- [EXERCISE GOAL]
Each line of the material must be repeated precisely, with the pictures left out.

## BEGIN INFORMATION SHOWN

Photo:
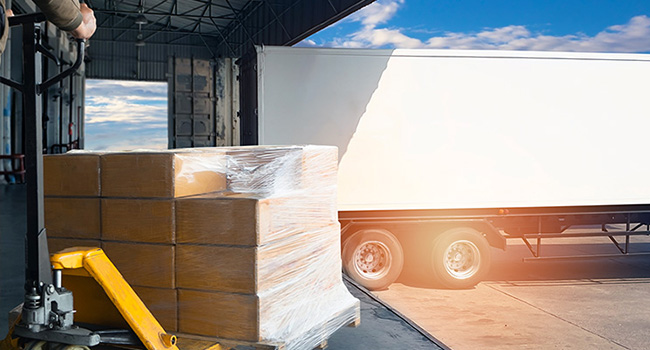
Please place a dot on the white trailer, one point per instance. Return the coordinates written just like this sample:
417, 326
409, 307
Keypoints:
444, 153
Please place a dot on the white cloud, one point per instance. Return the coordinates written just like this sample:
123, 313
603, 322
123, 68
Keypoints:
124, 115
377, 13
633, 36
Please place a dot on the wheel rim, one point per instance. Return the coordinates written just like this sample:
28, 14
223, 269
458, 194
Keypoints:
372, 260
462, 259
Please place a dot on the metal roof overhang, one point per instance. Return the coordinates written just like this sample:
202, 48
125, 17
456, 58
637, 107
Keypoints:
198, 28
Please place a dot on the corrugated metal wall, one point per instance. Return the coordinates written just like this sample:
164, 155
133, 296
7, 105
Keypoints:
119, 60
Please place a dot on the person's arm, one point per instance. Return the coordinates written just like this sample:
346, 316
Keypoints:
69, 16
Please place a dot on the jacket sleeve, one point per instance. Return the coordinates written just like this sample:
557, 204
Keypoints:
64, 14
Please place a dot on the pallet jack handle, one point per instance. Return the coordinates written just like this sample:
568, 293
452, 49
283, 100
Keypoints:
81, 48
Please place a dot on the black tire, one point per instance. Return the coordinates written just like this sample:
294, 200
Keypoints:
373, 258
460, 258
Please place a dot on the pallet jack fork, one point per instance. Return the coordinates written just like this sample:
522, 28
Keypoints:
46, 320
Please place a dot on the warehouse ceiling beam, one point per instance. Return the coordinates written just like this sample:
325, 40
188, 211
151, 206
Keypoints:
204, 29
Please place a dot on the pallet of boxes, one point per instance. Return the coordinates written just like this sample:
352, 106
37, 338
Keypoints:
239, 245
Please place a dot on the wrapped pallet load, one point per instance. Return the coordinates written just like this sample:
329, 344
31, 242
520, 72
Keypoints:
244, 240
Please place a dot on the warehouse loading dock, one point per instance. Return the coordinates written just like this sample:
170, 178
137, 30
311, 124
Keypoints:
381, 327
180, 138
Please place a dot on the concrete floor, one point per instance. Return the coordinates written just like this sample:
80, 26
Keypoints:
380, 328
583, 304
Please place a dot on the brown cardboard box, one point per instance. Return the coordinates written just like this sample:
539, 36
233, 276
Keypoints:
286, 313
163, 305
138, 220
162, 174
57, 244
258, 269
71, 174
225, 315
72, 217
146, 265
244, 219
309, 168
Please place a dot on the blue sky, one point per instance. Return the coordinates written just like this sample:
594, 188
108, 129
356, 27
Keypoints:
125, 115
130, 115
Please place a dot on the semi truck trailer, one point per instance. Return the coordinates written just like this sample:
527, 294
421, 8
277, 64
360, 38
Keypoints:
446, 153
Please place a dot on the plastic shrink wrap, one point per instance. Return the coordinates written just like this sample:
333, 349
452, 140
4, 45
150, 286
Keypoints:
238, 243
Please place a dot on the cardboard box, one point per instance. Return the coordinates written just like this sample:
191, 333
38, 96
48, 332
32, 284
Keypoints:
57, 244
292, 314
255, 270
163, 305
224, 315
144, 265
164, 174
275, 169
138, 220
72, 217
71, 174
250, 220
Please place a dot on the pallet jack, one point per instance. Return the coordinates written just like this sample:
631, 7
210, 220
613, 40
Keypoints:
46, 320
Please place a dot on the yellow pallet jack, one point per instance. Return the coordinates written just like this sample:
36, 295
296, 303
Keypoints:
46, 319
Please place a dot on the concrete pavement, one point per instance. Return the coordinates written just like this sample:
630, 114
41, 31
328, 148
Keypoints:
583, 304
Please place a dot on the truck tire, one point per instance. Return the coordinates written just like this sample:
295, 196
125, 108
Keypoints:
373, 258
460, 258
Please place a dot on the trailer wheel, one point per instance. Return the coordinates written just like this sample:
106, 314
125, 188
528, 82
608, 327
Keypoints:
460, 258
373, 258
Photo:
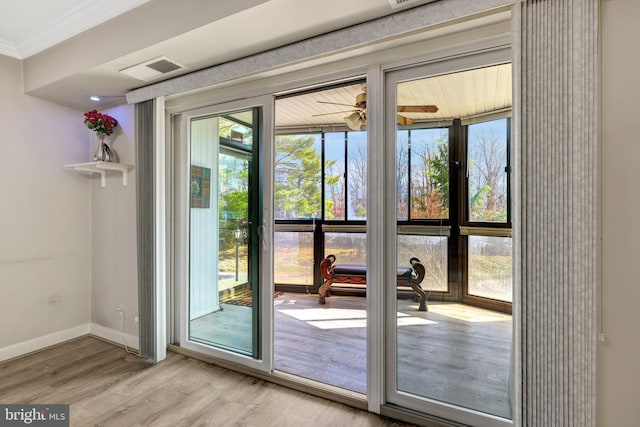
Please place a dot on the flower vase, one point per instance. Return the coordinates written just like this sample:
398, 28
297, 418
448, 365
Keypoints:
103, 151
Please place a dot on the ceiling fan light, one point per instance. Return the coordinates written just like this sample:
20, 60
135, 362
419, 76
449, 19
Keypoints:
354, 121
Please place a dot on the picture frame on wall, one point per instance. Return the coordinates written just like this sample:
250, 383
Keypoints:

## END INFORMATION SHOWN

- [SOLUTION]
Photo:
Please place a dot on the white trailer, one point per instance. Return the coordinates written just like this sample:
417, 326
409, 307
Keypoints:
444, 153
Please place a dot on the white cloud, one point per instance. Return the coordinates written just like this sample:
123, 313
603, 322
123, 68
Keypoints:
124, 115
377, 13
633, 36
Please place a dot on the wheel rim, one point per instance. Return the coordinates written just like this sample:
28, 14
223, 269
458, 194
Keypoints:
372, 260
462, 259
Please place a dot on the metal roof overhang, one point per instance. Return the coordinates written just like this sample:
202, 48
125, 17
456, 58
637, 107
Keypoints:
198, 28
Please place a dot on the corrugated metal wall, one point per instance. Return the coordinates written just like this sample:
164, 155
133, 296
7, 105
Keypoints:
119, 60
Please place a dot on the person's arm, one point per instance. Return the coordinates written just like this sample:
346, 316
Keypoints:
69, 16
Please place a dot on the jacket sleeve, one point per instance. Return the coordinates written just like this sample:
557, 204
Keypoints:
64, 14
Please place a dot on the pallet jack handle, one point per instance. Return the coordinates written just like this sample:
568, 293
452, 49
283, 100
Keypoints:
81, 48
Please place a dot on the black tire, one point per instance. Return the coordinates written just like this sample:
294, 200
Keypoints:
373, 258
460, 258
Please place a dot on the pallet jack fork, one point per instance. Return the coordinates written just like this sample:
522, 28
Keypoints:
46, 320
Please place a dot on the warehouse ceiling beam, one point per instance. Return the coordinates written just like this sample:
325, 40
188, 211
151, 206
Keypoints:
204, 29
Please place a dot on the pallet of boxes, one point per instance. Return the coordinates written just like this sample:
352, 106
37, 338
Keypoints:
239, 245
Please place a dot on the wrapped pallet load, one point per instance. Return the coordinates written just like this sample:
329, 344
31, 242
520, 72
Keypoints:
244, 240
Please place a dot on the warehouse loading dock, one point per instance. Return the coordinates written just like this sample:
170, 178
137, 30
311, 124
Keypoints:
381, 327
180, 138
Please place a dot on the concrete floor, one point per instance. Return the coordinates written just like this sample:
80, 26
Keypoints:
380, 328
583, 304
Please place a dot on the brown cardboard box, one point per instance. Return the coordinates written just like this sample:
539, 36
233, 276
Keypoints:
286, 313
163, 305
138, 220
162, 174
57, 244
258, 269
71, 174
225, 315
72, 217
146, 265
244, 219
309, 168
Please place a dot on the blue sky, one point per instance. Return the coordinates written just like this sample:
594, 188
108, 129
356, 27
Keypoints:
125, 115
130, 115
Please place a dot on the semi truck trailer, one point per instance. Return the coordinates written just like this sample:
527, 294
421, 8
277, 64
360, 38
Keypoints:
446, 153
Please place a dot on the plastic shrink wrap, one point per instance. Return the coordinates written just like this sample:
333, 349
452, 140
4, 45
150, 286
Keypoints:
238, 243
Please place a dot on the cardboard box, one point per instance. Return the coordinates written just like this sample:
191, 333
38, 96
48, 332
32, 284
Keypoints:
57, 244
292, 314
255, 270
163, 305
224, 315
144, 265
164, 174
275, 169
138, 220
72, 217
71, 174
250, 220
Please place a dot on the pallet jack, one point per instance. Return the coordinates written just like this sample:
631, 7
210, 220
613, 40
Keypoints:
46, 320
Please place a dot on the yellow pallet jack, one point per instance. Return the coordinates written just like this sample:
36, 295
296, 303
Keypoints:
46, 319
Please place a dot on the concrete pavement, one point per instance. Return the coordinates written just like this sample:
630, 114
41, 31
328, 148
Keypoints:
583, 304
Please place a dot on the truck tire, one point per instance. Return the coordinates written just like this sample:
295, 196
125, 108
Keypoints:
373, 258
460, 258
Please place a dot on the trailer wheel, one point per instance. Return the coordinates written just like this sample:
106, 314
125, 188
528, 82
608, 327
Keypoints:
460, 258
373, 258
Photo:
Please place a dot on the flower vase, one point per instance. Return the coordinates written just like this sample:
398, 28
297, 418
448, 365
Keypoints:
103, 151
Please place a dot on the ceiling fan light, one point per instance. Return the coordinates written just like this sample:
20, 60
135, 362
419, 76
449, 19
Keypoints:
354, 121
Please place a dot on the picture frame on wall, one point per instance. Return the coordinates written just like this sample:
250, 383
Keypoints:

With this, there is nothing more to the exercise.